Apart from any images, the entries are to be output exactly.

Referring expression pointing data

━━━━━━━━

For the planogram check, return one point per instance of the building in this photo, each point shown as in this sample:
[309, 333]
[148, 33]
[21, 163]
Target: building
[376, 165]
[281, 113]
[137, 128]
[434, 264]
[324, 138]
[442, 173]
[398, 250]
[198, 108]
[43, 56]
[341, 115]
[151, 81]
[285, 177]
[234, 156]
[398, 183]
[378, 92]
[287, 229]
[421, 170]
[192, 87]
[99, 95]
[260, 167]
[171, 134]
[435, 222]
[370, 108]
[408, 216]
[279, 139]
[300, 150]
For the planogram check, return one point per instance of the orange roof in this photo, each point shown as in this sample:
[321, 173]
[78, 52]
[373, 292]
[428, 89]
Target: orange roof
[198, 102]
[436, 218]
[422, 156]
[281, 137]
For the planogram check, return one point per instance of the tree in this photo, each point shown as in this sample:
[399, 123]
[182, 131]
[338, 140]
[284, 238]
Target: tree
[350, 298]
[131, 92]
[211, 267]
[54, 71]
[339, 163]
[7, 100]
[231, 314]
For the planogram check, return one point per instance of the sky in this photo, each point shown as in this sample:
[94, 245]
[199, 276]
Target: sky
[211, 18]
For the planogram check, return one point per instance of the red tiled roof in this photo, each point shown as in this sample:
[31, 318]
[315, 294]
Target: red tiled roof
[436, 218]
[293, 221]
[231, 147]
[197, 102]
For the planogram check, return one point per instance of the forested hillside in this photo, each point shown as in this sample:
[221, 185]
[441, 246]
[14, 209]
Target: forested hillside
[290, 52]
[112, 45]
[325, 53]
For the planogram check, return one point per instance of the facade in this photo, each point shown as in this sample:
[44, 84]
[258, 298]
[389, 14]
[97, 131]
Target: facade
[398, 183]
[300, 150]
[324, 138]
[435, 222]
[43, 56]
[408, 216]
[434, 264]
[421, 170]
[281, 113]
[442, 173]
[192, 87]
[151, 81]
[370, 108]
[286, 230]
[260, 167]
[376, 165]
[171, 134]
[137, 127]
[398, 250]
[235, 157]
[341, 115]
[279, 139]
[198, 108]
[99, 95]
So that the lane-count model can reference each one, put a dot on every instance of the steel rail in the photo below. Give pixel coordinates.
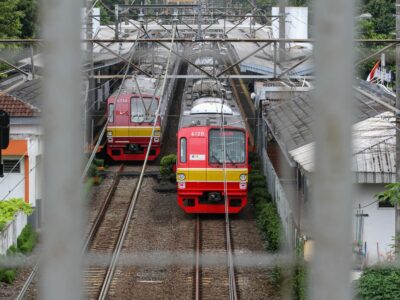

━━━━━━━━

Reply:
For the planogram check, return one point per instance of the building in this photo, each point shown as in this sample:
[309, 333]
[148, 33]
[21, 163]
Target: building
[376, 165]
[281, 113]
[137, 128]
[434, 264]
[324, 138]
[442, 173]
[398, 250]
[198, 108]
[43, 56]
[341, 115]
[151, 81]
[285, 177]
[234, 156]
[398, 183]
[378, 92]
[287, 229]
[421, 170]
[192, 87]
[99, 95]
[260, 167]
[171, 134]
[435, 222]
[370, 108]
[408, 216]
[279, 139]
[300, 150]
For the planogram check, return one point per instance of the orange roof in this photo, each point shown as in this sample:
[321, 173]
[78, 52]
[373, 292]
[428, 89]
Target: orange roof
[198, 102]
[436, 218]
[422, 156]
[281, 137]
For the planogram check, return one point per instance of the tree in this photo, each point shown as in this sample:
[399, 123]
[182, 131]
[338, 140]
[284, 238]
Target: tree
[350, 298]
[131, 92]
[211, 267]
[54, 71]
[339, 163]
[7, 100]
[231, 314]
For the planogram check, return one point per instance of the sky in this photo, each point shown as in this sample:
[94, 245]
[199, 276]
Target: sky
[211, 18]
For the planogram check, return one point per instance of the red tiled roof in this photo, each point shown as in this sample:
[31, 318]
[315, 294]
Target: red tiled roof
[436, 218]
[293, 221]
[231, 147]
[197, 102]
For the planogram check, return one point per instance of the forested hillside in this photo, each point shown as in this sample:
[221, 185]
[441, 246]
[14, 209]
Target: forested hillside
[290, 52]
[112, 45]
[325, 53]
For the planogram check, return one point per instance of the facade in this photo, each point shown as in this sample:
[44, 84]
[258, 298]
[389, 14]
[97, 131]
Target: facade
[398, 183]
[300, 150]
[324, 138]
[435, 222]
[43, 56]
[408, 216]
[434, 264]
[421, 170]
[281, 113]
[442, 173]
[192, 87]
[151, 81]
[370, 108]
[286, 230]
[260, 167]
[376, 165]
[171, 134]
[137, 127]
[398, 250]
[235, 157]
[341, 115]
[279, 139]
[198, 108]
[99, 95]
So that the lane-count model can reference each one, put a dot on every instance of the steel rail in the photo below. Give pixel coordinates.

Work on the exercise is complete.